If you do not have any funds to speak of, then you should be advised to seek out a couple, and maybe three good mortgage brokers with a lot of experience. You should also question the mortgage brokers as to the availability of “Hard Money Lenders” available in your area. If the mortgage broker is a good one worth his salt he should have 4 or 5 “Hard Money Lenders” in his back pocket ready to go at all times.

You will quickly learn that a novice or beginning mortgage broker will probably not be able to help you. In order to have back pocket money available the broker will need to have been into the private mortgage money lending circles for at least three or four years. I can attest that when I first started looking for such a mortgage broker, everyone I approached was not knowledgeable on the subject, then one day I visited an office and started talking with the broker. Did I ever hit the mother lode.

This man had the whole area sewn up, at least all of 3 counties and most of another, Exactly what I was searching for. However he was very careful with his lenders, shall I say protective of them. It took a month and a half to finally do a loan, this was in high interest days, and the rates and fees were exorbitant. The broker had every private lender in the area pretty much in his pocket.

He knew the rules and rates that each lender was charging and believe me when I say it took at least two years to get introduced to the lenders using lower rates and fees.

You will learn quickly that you just as well forget about using banks to borrow from. If you have 2 to 3 loans show up in your name when they do a credit check on you. Just as well forget it. You would be laughed out of their office. The belief is you had to have at least one foot in the bankruptcy court. So immediately you are in the spot of borrowing money at high rates and high fees.

Well, welcome to the world of real estate rehabs and foreclosures. However we must not forget that unless we have inventory to work with we will have no profits. A true story I will relate now, has happened to me many times. My wife used to ride with me to visit and inspect prospective properties for purchase.

When we went to check a property out, many times she would grab her nose and appear to be ready to throw up, and tell me ohooo, you do not want this place, smell all the cat mess, and dog mess, look how filthy. After having this happen on a regular basis for a couple years, It came to a point that when she done this, I would get very excited, Why? Cause I knew I was going to make some big money. Especially if everyone felt the same way she did about the property. I believe this was true as some of my higher profits came from these houses.

Source records
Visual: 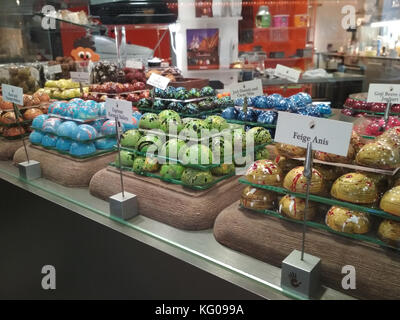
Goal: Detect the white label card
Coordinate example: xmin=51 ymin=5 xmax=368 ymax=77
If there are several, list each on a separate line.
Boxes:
xmin=106 ymin=98 xmax=133 ymax=124
xmin=45 ymin=64 xmax=62 ymax=74
xmin=275 ymin=64 xmax=301 ymax=82
xmin=70 ymin=72 xmax=90 ymax=83
xmin=229 ymin=79 xmax=263 ymax=100
xmin=367 ymin=83 xmax=400 ymax=104
xmin=1 ymin=83 xmax=24 ymax=106
xmin=274 ymin=112 xmax=353 ymax=156
xmin=29 ymin=67 xmax=40 ymax=81
xmin=126 ymin=59 xmax=143 ymax=69
xmin=147 ymin=73 xmax=171 ymax=90
xmin=0 ymin=68 xmax=10 ymax=80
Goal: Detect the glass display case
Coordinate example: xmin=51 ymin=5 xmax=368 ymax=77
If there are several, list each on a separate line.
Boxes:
xmin=0 ymin=0 xmax=400 ymax=299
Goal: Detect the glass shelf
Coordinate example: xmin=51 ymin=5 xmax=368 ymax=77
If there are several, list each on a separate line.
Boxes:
xmin=239 ymin=178 xmax=400 ymax=221
xmin=240 ymin=205 xmax=400 ymax=253
xmin=110 ymin=162 xmax=235 ymax=190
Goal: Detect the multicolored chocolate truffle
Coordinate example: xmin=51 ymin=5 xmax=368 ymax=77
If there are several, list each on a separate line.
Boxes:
xmin=246 ymin=160 xmax=282 ymax=186
xmin=331 ymin=172 xmax=378 ymax=204
xmin=283 ymin=167 xmax=324 ymax=194
xmin=325 ymin=206 xmax=371 ymax=234
xmin=240 ymin=186 xmax=277 ymax=210
xmin=279 ymin=194 xmax=316 ymax=220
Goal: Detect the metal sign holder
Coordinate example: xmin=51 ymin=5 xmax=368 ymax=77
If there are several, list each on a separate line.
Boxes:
xmin=13 ymin=103 xmax=42 ymax=180
xmin=109 ymin=117 xmax=139 ymax=220
xmin=281 ymin=142 xmax=321 ymax=298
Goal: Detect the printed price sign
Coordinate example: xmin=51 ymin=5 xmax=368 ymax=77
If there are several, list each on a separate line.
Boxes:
xmin=106 ymin=98 xmax=133 ymax=124
xmin=274 ymin=111 xmax=353 ymax=156
xmin=71 ymin=72 xmax=90 ymax=83
xmin=44 ymin=64 xmax=62 ymax=74
xmin=126 ymin=59 xmax=143 ymax=69
xmin=147 ymin=73 xmax=171 ymax=90
xmin=0 ymin=68 xmax=10 ymax=79
xmin=367 ymin=83 xmax=400 ymax=103
xmin=1 ymin=83 xmax=24 ymax=106
xmin=275 ymin=64 xmax=301 ymax=82
xmin=229 ymin=79 xmax=263 ymax=100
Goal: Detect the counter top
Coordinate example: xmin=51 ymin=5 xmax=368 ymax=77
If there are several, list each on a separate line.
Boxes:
xmin=0 ymin=161 xmax=352 ymax=300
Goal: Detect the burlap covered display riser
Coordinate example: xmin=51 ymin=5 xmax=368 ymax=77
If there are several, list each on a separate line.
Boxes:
xmin=214 ymin=202 xmax=400 ymax=299
xmin=89 ymin=167 xmax=244 ymax=230
xmin=0 ymin=138 xmax=22 ymax=161
xmin=14 ymin=144 xmax=115 ymax=187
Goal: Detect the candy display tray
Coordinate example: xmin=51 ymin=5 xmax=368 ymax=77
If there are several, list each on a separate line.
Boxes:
xmin=239 ymin=178 xmax=400 ymax=221
xmin=154 ymin=97 xmax=210 ymax=103
xmin=293 ymin=157 xmax=400 ymax=176
xmin=31 ymin=142 xmax=114 ymax=160
xmin=240 ymin=205 xmax=400 ymax=253
xmin=114 ymin=142 xmax=272 ymax=170
xmin=114 ymin=146 xmax=221 ymax=170
xmin=137 ymin=107 xmax=221 ymax=118
xmin=346 ymin=108 xmax=400 ymax=117
xmin=49 ymin=113 xmax=107 ymax=124
xmin=139 ymin=128 xmax=224 ymax=143
xmin=0 ymin=120 xmax=32 ymax=128
xmin=32 ymin=127 xmax=117 ymax=143
xmin=225 ymin=119 xmax=276 ymax=129
xmin=110 ymin=162 xmax=235 ymax=190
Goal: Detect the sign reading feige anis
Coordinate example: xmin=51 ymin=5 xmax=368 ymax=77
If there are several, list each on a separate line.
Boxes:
xmin=274 ymin=112 xmax=353 ymax=156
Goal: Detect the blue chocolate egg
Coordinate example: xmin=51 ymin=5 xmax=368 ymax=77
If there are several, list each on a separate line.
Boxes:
xmin=42 ymin=134 xmax=58 ymax=147
xmin=94 ymin=138 xmax=117 ymax=150
xmin=56 ymin=138 xmax=72 ymax=151
xmin=69 ymin=142 xmax=96 ymax=157
xmin=76 ymin=124 xmax=97 ymax=141
xmin=42 ymin=118 xmax=62 ymax=134
xmin=221 ymin=107 xmax=238 ymax=120
xmin=317 ymin=103 xmax=332 ymax=115
xmin=254 ymin=96 xmax=268 ymax=109
xmin=56 ymin=121 xmax=78 ymax=139
xmin=122 ymin=111 xmax=142 ymax=132
xmin=275 ymin=98 xmax=289 ymax=111
xmin=29 ymin=131 xmax=43 ymax=144
xmin=237 ymin=109 xmax=257 ymax=122
xmin=32 ymin=114 xmax=49 ymax=130
xmin=101 ymin=120 xmax=117 ymax=136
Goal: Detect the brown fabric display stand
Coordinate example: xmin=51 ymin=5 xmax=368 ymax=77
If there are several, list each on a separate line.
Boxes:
xmin=89 ymin=167 xmax=245 ymax=230
xmin=0 ymin=138 xmax=22 ymax=161
xmin=214 ymin=201 xmax=400 ymax=299
xmin=14 ymin=144 xmax=116 ymax=187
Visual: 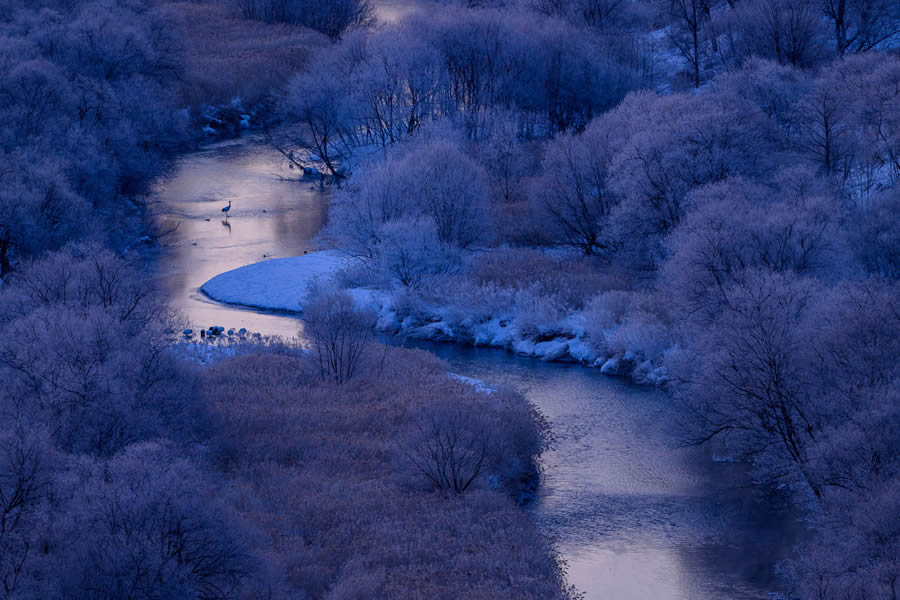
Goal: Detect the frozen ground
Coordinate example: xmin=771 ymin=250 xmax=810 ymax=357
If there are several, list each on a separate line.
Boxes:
xmin=201 ymin=250 xmax=668 ymax=384
xmin=200 ymin=250 xmax=352 ymax=312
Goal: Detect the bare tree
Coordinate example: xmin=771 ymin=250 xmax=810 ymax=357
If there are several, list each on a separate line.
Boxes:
xmin=668 ymin=0 xmax=710 ymax=87
xmin=402 ymin=401 xmax=490 ymax=494
xmin=303 ymin=292 xmax=375 ymax=383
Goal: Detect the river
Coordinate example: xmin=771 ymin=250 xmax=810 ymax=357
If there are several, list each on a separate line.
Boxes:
xmin=152 ymin=137 xmax=795 ymax=600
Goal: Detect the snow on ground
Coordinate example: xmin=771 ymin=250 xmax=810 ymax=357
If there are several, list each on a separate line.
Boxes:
xmin=200 ymin=250 xmax=352 ymax=312
xmin=201 ymin=250 xmax=668 ymax=385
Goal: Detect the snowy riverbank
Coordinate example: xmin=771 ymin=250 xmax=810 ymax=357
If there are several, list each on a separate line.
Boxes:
xmin=201 ymin=250 xmax=669 ymax=385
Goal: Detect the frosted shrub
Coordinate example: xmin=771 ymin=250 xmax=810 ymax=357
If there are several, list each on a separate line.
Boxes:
xmin=203 ymin=348 xmax=568 ymax=600
xmin=303 ymin=291 xmax=375 ymax=383
xmin=375 ymin=219 xmax=461 ymax=287
xmin=515 ymin=288 xmax=567 ymax=339
xmin=609 ymin=312 xmax=672 ymax=362
xmin=583 ymin=290 xmax=633 ymax=349
xmin=59 ymin=443 xmax=252 ymax=600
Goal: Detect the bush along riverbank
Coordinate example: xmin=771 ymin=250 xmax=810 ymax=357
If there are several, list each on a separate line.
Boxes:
xmin=201 ymin=250 xmax=673 ymax=385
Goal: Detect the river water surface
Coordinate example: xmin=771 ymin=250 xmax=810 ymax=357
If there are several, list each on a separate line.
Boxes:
xmin=153 ymin=137 xmax=794 ymax=600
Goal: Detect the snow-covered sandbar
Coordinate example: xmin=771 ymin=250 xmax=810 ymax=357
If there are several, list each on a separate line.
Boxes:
xmin=200 ymin=250 xmax=352 ymax=312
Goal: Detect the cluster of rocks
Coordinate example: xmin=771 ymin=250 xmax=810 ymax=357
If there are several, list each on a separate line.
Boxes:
xmin=182 ymin=325 xmax=249 ymax=338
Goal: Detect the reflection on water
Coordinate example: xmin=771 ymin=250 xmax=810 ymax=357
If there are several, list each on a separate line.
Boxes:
xmin=398 ymin=343 xmax=795 ymax=600
xmin=156 ymin=140 xmax=794 ymax=600
xmin=153 ymin=138 xmax=328 ymax=335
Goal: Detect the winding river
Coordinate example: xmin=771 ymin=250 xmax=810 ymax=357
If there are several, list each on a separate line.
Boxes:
xmin=152 ymin=137 xmax=795 ymax=600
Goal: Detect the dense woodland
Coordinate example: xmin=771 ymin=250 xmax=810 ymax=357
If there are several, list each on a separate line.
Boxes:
xmin=0 ymin=0 xmax=900 ymax=600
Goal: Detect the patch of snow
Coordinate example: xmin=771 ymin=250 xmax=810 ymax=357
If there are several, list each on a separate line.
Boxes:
xmin=447 ymin=373 xmax=497 ymax=394
xmin=200 ymin=250 xmax=352 ymax=312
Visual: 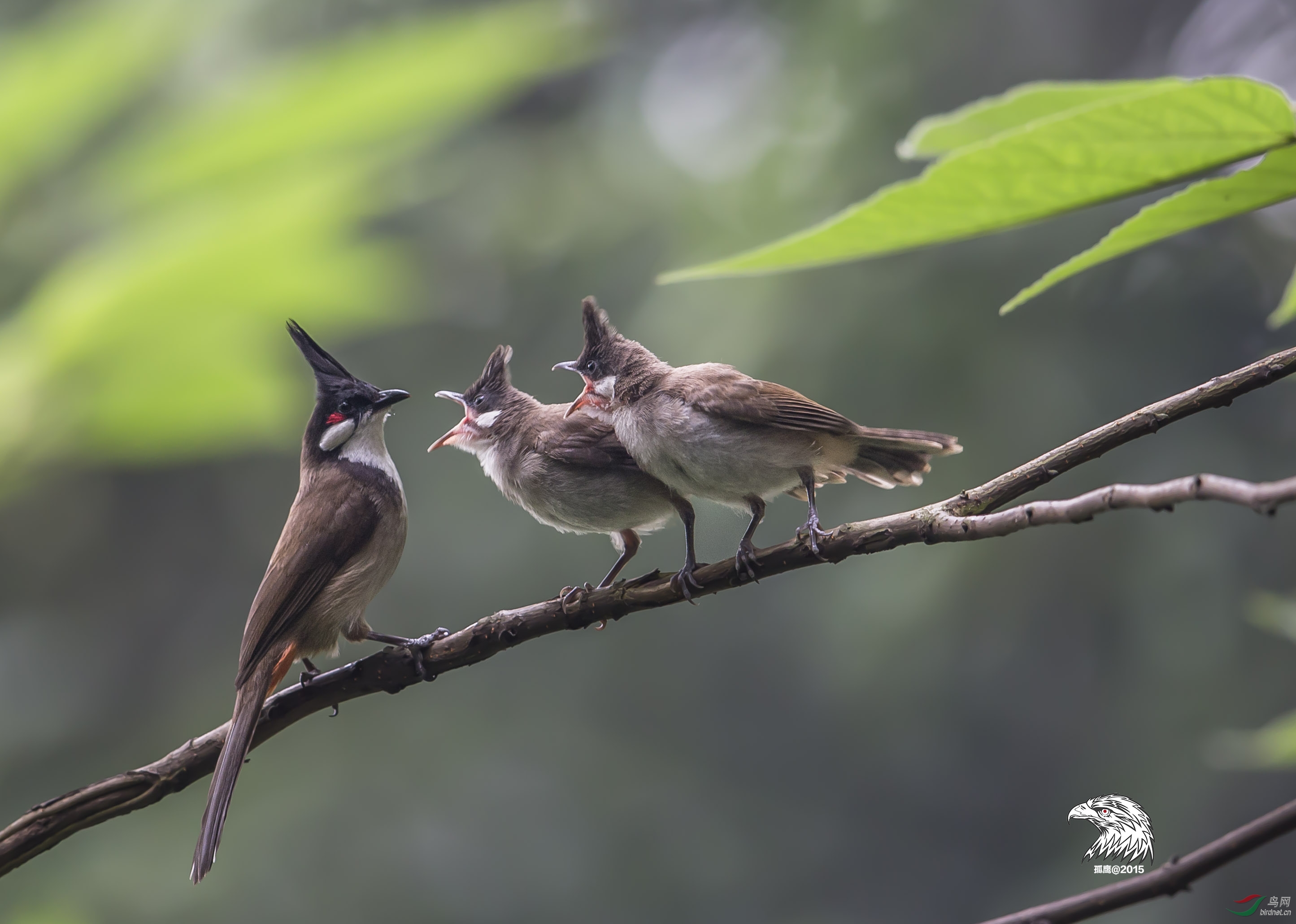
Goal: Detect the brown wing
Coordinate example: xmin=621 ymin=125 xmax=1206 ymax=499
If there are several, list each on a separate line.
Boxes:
xmin=535 ymin=404 xmax=639 ymax=469
xmin=667 ymin=363 xmax=859 ymax=437
xmin=235 ymin=477 xmax=378 ymax=687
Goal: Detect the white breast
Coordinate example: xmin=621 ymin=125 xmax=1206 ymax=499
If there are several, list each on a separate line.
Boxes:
xmin=338 ymin=411 xmax=404 ymax=497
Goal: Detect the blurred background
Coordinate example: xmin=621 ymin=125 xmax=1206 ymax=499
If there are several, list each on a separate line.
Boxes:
xmin=0 ymin=0 xmax=1296 ymax=924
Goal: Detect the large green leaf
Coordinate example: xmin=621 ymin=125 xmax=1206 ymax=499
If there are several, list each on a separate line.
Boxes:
xmin=106 ymin=0 xmax=599 ymax=206
xmin=660 ymin=78 xmax=1296 ymax=283
xmin=0 ymin=163 xmax=402 ymax=462
xmin=0 ymin=0 xmax=196 ymax=206
xmin=0 ymin=0 xmax=597 ymax=477
xmin=896 ymin=78 xmax=1182 ymax=161
xmin=999 ymin=146 xmax=1296 ymax=315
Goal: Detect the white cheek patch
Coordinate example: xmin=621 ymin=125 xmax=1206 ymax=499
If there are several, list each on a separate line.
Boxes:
xmin=320 ymin=420 xmax=355 ymax=452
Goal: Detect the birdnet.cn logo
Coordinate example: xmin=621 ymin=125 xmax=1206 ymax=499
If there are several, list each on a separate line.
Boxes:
xmin=1229 ymin=892 xmax=1292 ymax=918
xmin=1066 ymin=793 xmax=1152 ymax=876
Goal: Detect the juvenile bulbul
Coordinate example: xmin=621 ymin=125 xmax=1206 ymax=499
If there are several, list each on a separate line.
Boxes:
xmin=191 ymin=322 xmax=444 ymax=883
xmin=553 ymin=298 xmax=963 ymax=596
xmin=428 ymin=346 xmax=692 ymax=592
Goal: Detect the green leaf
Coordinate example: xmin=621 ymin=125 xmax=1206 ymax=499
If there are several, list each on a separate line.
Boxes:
xmin=0 ymin=0 xmax=193 ymax=207
xmin=896 ymin=78 xmax=1183 ymax=161
xmin=0 ymin=3 xmax=599 ymax=477
xmin=658 ymin=76 xmax=1296 ymax=283
xmin=999 ymin=146 xmax=1296 ymax=315
xmin=1266 ymin=262 xmax=1296 ymax=328
xmin=106 ymin=1 xmax=599 ymax=206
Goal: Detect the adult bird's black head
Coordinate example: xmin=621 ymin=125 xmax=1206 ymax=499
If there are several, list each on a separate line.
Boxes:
xmin=553 ymin=298 xmax=669 ymax=417
xmin=288 ymin=322 xmax=409 ymax=464
xmin=428 ymin=346 xmax=523 ymax=452
xmin=189 ymin=322 xmax=420 ymax=883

→ **Requirements**
1 - Repeat word for word the stretch of the passage on mortgage brokers from "You will quickly" through "the mother lode.".
2 - Express the stretch of the listing from its start through the line containing "xmin=0 ymin=68 xmax=10 ymax=80" as a JSON list of strings, one string per line, with blank lines omitted and both end lines included. Leave the pictures out of the answer.
The passage on mortgage brokers and the listing have no connection to each other.

→ **Outputs in order**
1 -
You will quickly learn that a novice or beginning mortgage broker will probably not be able to help you. In order to have back pocket money available the broker will need to have been into the private mortgage money lending circles for at least three or four years. I can attest that when I first started looking for such a mortgage broker, everyone I approached was not knowledgeable on the subject, then one day I visited an office and started talking with the broker. Did I ever hit the mother lode.

2 -
[
  "Visual: ",
  "Goal: Detect the white label card",
  "Coordinate example: xmin=51 ymin=5 xmax=368 ymax=77",
  "If there are several, list each on a separate line.",
  "Boxes:",
  "xmin=106 ymin=98 xmax=133 ymax=124",
  "xmin=45 ymin=64 xmax=62 ymax=74",
  "xmin=275 ymin=64 xmax=301 ymax=82",
  "xmin=70 ymin=72 xmax=90 ymax=83",
  "xmin=229 ymin=79 xmax=263 ymax=100",
  "xmin=367 ymin=83 xmax=400 ymax=104",
  "xmin=1 ymin=83 xmax=24 ymax=106",
  "xmin=274 ymin=112 xmax=353 ymax=156",
  "xmin=29 ymin=67 xmax=40 ymax=81",
  "xmin=126 ymin=59 xmax=143 ymax=69",
  "xmin=147 ymin=73 xmax=171 ymax=90",
  "xmin=0 ymin=68 xmax=10 ymax=80"
]